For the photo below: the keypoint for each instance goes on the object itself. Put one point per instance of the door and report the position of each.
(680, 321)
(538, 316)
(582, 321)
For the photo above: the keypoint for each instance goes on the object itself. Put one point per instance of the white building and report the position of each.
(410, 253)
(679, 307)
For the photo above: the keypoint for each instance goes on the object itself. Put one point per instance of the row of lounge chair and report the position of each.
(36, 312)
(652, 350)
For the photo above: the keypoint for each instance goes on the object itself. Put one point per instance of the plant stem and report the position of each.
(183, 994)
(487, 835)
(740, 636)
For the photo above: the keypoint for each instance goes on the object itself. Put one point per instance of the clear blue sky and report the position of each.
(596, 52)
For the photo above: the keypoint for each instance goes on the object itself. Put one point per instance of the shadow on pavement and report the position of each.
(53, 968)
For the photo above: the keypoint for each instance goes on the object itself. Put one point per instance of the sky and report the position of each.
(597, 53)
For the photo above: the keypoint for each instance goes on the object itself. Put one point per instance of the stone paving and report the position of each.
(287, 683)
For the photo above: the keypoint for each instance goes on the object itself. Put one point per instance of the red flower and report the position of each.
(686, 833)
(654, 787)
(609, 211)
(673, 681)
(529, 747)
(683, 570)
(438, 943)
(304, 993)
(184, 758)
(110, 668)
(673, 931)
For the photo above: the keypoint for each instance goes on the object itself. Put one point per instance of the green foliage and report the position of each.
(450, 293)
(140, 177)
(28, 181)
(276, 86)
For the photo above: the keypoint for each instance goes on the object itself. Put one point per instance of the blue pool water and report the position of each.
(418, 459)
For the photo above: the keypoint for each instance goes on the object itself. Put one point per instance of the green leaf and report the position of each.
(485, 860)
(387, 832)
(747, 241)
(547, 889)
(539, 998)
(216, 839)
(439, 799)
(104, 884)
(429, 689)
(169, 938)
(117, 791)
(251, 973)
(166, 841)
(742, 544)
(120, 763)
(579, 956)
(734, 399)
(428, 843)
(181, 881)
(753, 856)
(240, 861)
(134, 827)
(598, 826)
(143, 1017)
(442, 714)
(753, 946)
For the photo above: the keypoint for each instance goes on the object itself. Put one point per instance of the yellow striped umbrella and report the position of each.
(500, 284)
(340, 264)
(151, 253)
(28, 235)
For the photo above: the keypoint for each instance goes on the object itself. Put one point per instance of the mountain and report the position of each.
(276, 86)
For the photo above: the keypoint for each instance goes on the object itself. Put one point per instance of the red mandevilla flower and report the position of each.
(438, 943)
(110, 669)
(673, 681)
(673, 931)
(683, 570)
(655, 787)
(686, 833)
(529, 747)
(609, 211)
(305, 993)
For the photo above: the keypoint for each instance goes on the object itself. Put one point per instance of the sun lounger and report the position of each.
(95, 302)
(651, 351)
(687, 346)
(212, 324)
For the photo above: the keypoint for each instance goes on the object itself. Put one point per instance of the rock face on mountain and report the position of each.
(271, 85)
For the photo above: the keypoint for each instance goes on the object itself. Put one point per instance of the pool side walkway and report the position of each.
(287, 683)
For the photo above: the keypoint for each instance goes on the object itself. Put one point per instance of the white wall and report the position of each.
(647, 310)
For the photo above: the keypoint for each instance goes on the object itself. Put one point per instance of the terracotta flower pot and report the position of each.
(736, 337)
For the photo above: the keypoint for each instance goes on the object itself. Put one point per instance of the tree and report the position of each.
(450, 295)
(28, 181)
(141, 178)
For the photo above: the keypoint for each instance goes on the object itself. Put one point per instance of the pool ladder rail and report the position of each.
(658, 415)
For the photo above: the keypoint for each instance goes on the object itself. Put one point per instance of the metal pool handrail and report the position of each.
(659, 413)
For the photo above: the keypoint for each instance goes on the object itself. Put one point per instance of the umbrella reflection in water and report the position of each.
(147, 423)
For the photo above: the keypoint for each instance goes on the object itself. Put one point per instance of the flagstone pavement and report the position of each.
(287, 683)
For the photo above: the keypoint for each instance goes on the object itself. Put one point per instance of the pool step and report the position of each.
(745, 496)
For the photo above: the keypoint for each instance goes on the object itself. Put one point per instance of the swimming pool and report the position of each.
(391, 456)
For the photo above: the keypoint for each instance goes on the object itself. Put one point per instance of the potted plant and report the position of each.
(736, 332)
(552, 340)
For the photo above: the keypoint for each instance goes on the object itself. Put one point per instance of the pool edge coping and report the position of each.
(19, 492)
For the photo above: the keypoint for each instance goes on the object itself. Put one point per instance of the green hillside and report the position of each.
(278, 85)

○ ○ ○ ○

# [OBJECTIVE]
Starting at the line that contains "in water and report the position of each.", repeat each line exactly through the last one in the listing. Include both of those lines and nothing more.

# [WRITTEN SOLUTION]
For the photo above: the keypoint for each instance goes on the object itself. Put one point per instance of the umbrella reflection in water and report the position of each.
(147, 423)
For the photo above: the keypoint for each instance goes on the object itself. Put one point per instance of the flagstone pavement and report the position of each.
(287, 683)
For the photo above: the keypoint for each instance goes on the object itself. Put one point per instance of the pool step and report the position of each.
(745, 496)
For the photo above: the keypoint for each instance goes on the object itself. Put one point per instance of the swimming pool and report the position of each.
(391, 456)
For the photo above: the keypoint for each instance goes on the object itself. Put one point per instance of the potted plant and report the position of each.
(736, 332)
(552, 340)
For the photo above: the keypoint for each instance goes on the object itself. Put one point per instance of the pool edge coping and report the position of each.
(19, 492)
For the photo above: the keypoint for each instance goes on the object itself. Put one point per instance of the green hillside and report the position of each.
(278, 85)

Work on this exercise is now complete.